GIVEN TASK: Please copy the listing below word for word, leaving out the pictures.

[Stored data]
☆ ☆ ☆

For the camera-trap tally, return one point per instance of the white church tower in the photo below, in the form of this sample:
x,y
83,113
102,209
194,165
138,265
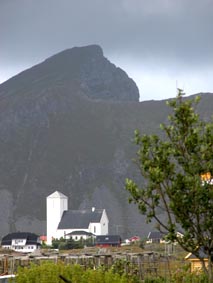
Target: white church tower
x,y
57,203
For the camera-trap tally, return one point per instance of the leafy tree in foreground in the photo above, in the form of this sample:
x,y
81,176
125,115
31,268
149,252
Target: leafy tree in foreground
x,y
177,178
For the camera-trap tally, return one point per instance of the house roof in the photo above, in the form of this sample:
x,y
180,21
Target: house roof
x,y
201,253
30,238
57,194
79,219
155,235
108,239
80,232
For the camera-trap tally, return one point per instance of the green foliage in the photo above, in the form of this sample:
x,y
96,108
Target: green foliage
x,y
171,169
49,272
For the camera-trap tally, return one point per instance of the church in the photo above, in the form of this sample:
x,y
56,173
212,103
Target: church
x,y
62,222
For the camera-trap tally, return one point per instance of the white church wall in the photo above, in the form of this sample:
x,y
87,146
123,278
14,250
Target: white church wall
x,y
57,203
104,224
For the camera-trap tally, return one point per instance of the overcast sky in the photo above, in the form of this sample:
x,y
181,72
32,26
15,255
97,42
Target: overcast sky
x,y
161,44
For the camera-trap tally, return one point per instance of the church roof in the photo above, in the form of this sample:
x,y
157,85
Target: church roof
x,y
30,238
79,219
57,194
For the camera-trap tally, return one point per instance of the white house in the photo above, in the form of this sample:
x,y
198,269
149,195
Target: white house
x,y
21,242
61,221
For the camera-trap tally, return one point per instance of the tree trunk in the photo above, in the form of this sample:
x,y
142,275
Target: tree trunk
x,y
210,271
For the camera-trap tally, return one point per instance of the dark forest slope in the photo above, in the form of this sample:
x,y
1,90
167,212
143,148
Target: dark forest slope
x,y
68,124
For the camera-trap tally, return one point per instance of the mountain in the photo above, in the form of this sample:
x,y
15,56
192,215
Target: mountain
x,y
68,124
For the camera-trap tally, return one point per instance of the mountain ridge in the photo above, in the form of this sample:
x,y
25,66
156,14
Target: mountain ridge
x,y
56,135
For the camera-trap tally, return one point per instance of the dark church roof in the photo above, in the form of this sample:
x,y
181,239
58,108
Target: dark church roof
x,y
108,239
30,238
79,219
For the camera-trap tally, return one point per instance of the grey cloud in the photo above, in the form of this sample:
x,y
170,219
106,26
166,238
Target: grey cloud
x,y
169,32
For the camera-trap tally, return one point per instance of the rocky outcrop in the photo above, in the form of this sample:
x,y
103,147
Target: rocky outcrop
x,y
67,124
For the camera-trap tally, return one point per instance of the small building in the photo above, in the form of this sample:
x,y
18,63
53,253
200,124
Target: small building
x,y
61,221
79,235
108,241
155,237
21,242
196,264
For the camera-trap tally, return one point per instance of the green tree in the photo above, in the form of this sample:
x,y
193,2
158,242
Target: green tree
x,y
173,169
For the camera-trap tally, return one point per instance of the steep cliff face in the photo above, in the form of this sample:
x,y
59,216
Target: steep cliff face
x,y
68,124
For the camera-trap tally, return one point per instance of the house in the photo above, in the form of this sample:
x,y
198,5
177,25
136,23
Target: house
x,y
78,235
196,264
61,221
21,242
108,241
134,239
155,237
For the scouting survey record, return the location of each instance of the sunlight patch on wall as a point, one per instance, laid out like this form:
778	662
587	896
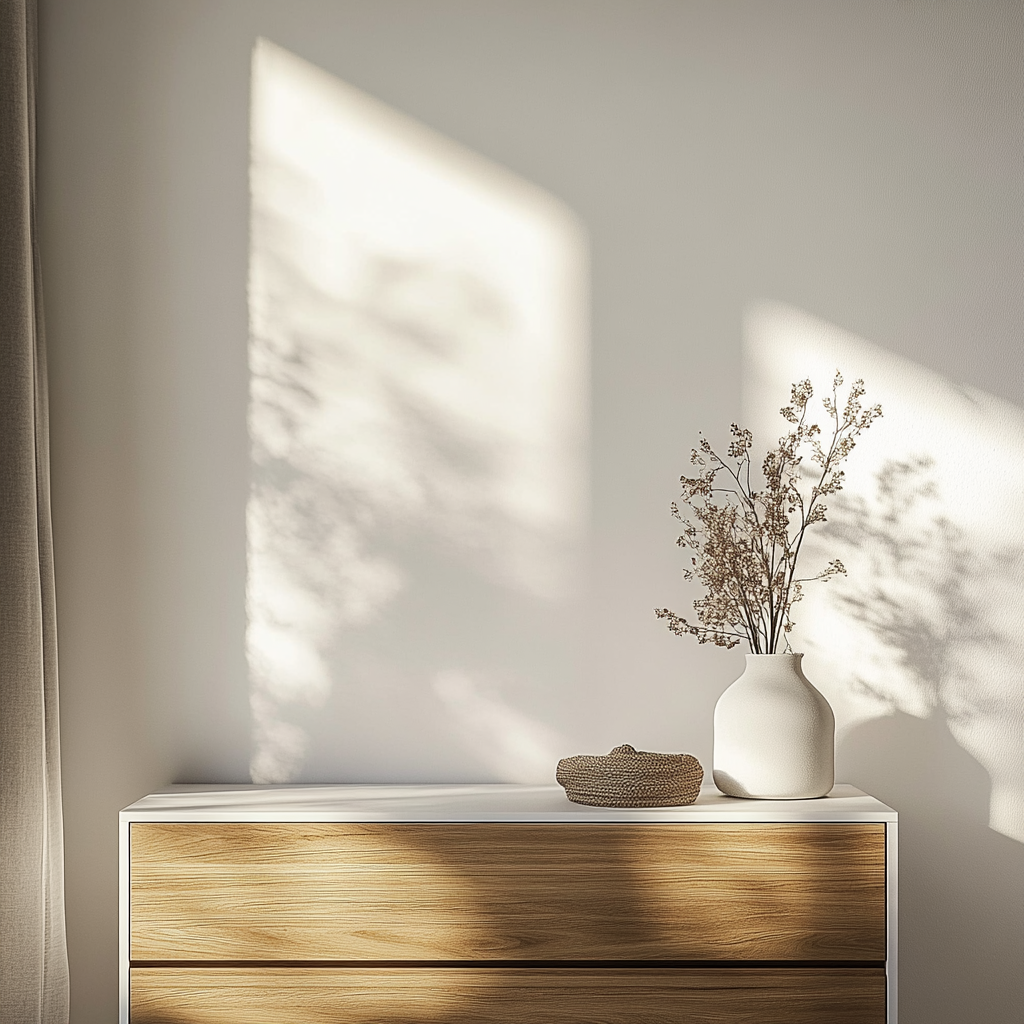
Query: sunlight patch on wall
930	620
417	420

☆ ☆ ☆

ANSWER TO THE PROBLEM:
For the camera-trap tally, return one point per instance of the white church tower in the photo below, in the form of this sample:
x,y
83,113
102,209
194,165
138,265
Target: white church tower
x,y
57,203
For the camera-trap tally, return one point per instance of the leafy tree in foreground in the photo above, in the form of this sample:
x,y
81,176
125,115
31,268
149,252
Target: leafy tree in foreground
x,y
177,178
For the camera-trap tally, return one point per instance of the house roof in the photo above, in the form of this sample:
x,y
180,21
Target: house roof
x,y
201,253
30,238
57,194
79,219
155,235
108,239
80,232
For the camera-trap tally, return one point per instance of the green foliage in the photo above, in the form of this sample:
x,y
96,108
Target: green foliage
x,y
171,169
49,272
For the camera-trap tally, return one point per instance of the church in the photo above, in the form of this sample:
x,y
56,173
212,103
Target: church
x,y
62,222
For the camera-trap tally, return one point per instance of the white church wall in the photo above, in the form of this sample:
x,y
87,146
123,278
14,250
Target: white church wall
x,y
57,203
104,224
For the camera-trap tally, return one point per instance of the overcast sky in the photo above, in the form of this sample:
x,y
181,72
32,26
15,255
97,42
Target: overcast sky
x,y
161,44
For the camera-trap tally, return one point per instance of the church roof in the photo above, in the form of this sample:
x,y
157,85
Target: church roof
x,y
30,238
79,219
57,194
For the camera-trap tally, return one point per instance of the white house in the photo above, in the form of this sample:
x,y
198,269
149,195
Target: white house
x,y
21,242
61,221
For the camera-trap tally, return one point per instance of the tree trunk in the photo above, in the form of this sample:
x,y
142,275
Target: tree trunk
x,y
210,271
For the camera-trap tally, return one point per instance of the dark forest slope in the photo above, in the form of this sample:
x,y
1,90
167,212
143,148
Target: dark forest slope
x,y
68,124
For the camera-trap tally, return one point per instance of the mountain in the photo above, in the form of this sample:
x,y
15,56
192,215
Target: mountain
x,y
68,124
For the camera-trap tally, return one point per instance of the mountain ridge in the photo above, in the form of this sample:
x,y
25,66
156,14
Target: mountain ridge
x,y
56,135
For the camera-trap tally, return one point per instance of the dark church roof in the photo above, in the form of this sample:
x,y
181,239
58,108
Target: dark church roof
x,y
108,239
30,238
79,219
For the camera-trap tally, return one point per instance of the grey cloud in the photo above, in the form of this sample:
x,y
170,219
106,26
166,238
Target: grey cloud
x,y
169,32
For the camera-trap tally, return one point per instance of the rocky outcrop in the photo above, in the form of this sample:
x,y
103,147
Target: rocky outcrop
x,y
67,124
For the camera-trap tally, return one point per instance of the small building in the photo above, in the form of this sample:
x,y
18,63
53,253
200,124
Target: small building
x,y
61,221
79,235
108,241
155,237
21,242
196,264
For the camera-trap tally, return one point per instance of the green tree in the photo above, in the form of this sample:
x,y
193,2
158,242
Target: green tree
x,y
173,169
For the camera-trap tally, return one point per instance of the steep cliff face in the photo above, in the form of this sample:
x,y
59,216
Target: steep cliff face
x,y
68,124
For the camera-trap tally, return one point per instance of the house in the photo above, in the form of this sample:
x,y
198,5
177,25
136,23
Target: house
x,y
78,235
196,264
61,221
21,242
108,241
134,239
155,237
For the scouting survey record, return the location of each instance of the sunlight patch on wall as a point, one per instance, laid out like this form:
778	662
587	896
Query: sunlight patch on wall
930	620
417	420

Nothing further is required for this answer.